• _Exercise brief_: Your task is to reproduce the material exactly.

-- Start --

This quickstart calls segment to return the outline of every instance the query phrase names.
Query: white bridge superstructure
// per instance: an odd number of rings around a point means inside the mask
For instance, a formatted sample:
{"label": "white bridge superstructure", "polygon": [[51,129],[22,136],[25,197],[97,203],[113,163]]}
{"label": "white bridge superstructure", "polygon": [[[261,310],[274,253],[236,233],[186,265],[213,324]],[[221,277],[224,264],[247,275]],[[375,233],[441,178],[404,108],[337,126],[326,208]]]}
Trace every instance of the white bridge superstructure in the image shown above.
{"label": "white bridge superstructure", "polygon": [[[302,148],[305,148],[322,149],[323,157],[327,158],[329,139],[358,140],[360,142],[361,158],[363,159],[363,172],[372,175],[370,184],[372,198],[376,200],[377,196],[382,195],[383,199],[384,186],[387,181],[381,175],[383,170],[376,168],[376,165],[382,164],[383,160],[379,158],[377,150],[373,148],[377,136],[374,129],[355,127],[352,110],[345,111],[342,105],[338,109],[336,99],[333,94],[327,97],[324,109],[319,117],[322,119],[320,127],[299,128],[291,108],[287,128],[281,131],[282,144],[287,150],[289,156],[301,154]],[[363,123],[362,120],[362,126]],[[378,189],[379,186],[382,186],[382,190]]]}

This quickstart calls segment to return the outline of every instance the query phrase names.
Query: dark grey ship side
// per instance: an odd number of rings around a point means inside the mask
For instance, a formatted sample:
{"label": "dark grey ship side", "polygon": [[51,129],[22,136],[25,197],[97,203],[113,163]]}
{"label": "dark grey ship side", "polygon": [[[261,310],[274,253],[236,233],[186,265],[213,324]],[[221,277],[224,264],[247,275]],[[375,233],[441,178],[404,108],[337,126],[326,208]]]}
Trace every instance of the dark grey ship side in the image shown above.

-- End --

• _Expected answer_:
This quickstart calls segment to return the outline of every instance the query phrase names.
Query: white bridge superstructure
// per instance: an odd number of rings around a point means inside the mask
For instance, a formatted sample:
{"label": "white bridge superstructure", "polygon": [[51,129],[22,136],[25,197],[97,203],[113,163]]}
{"label": "white bridge superstructure", "polygon": [[[261,310],[274,253],[236,233],[186,265],[213,324]],[[221,277],[224,264],[247,275]],[[375,233],[441,178],[404,108],[337,126],[326,208]]]}
Trace every instance of the white bridge superstructure in the image shown above.
{"label": "white bridge superstructure", "polygon": [[[302,148],[305,148],[322,149],[323,157],[327,158],[329,139],[358,140],[360,142],[361,158],[363,159],[363,172],[372,175],[370,184],[372,198],[376,200],[377,196],[382,195],[383,199],[384,186],[387,181],[381,175],[383,170],[376,168],[376,165],[382,164],[383,160],[379,158],[377,150],[373,148],[377,136],[374,129],[355,127],[352,110],[345,111],[342,105],[338,109],[336,99],[333,94],[327,97],[324,109],[319,117],[322,119],[320,127],[299,128],[291,108],[287,128],[281,131],[282,144],[287,150],[289,156],[301,154]],[[363,123],[362,120],[362,126]],[[378,189],[379,186],[382,186],[382,190]]]}

This quickstart calls segment to return the outline of every instance the query phrase names.
Query: dark grey ship side
// per instance: an odd number of rings around a point means inside the mask
For instance, a formatted sample:
{"label": "dark grey ship side", "polygon": [[51,129],[22,136],[25,197],[97,203],[113,163]]}
{"label": "dark grey ship side", "polygon": [[[261,310],[274,253],[236,233],[186,265],[213,324]],[[221,277],[224,264],[247,275]],[[375,233],[441,178],[404,108],[337,126],[326,208]]]}
Trace every instance of the dark grey ship side in the image shown above.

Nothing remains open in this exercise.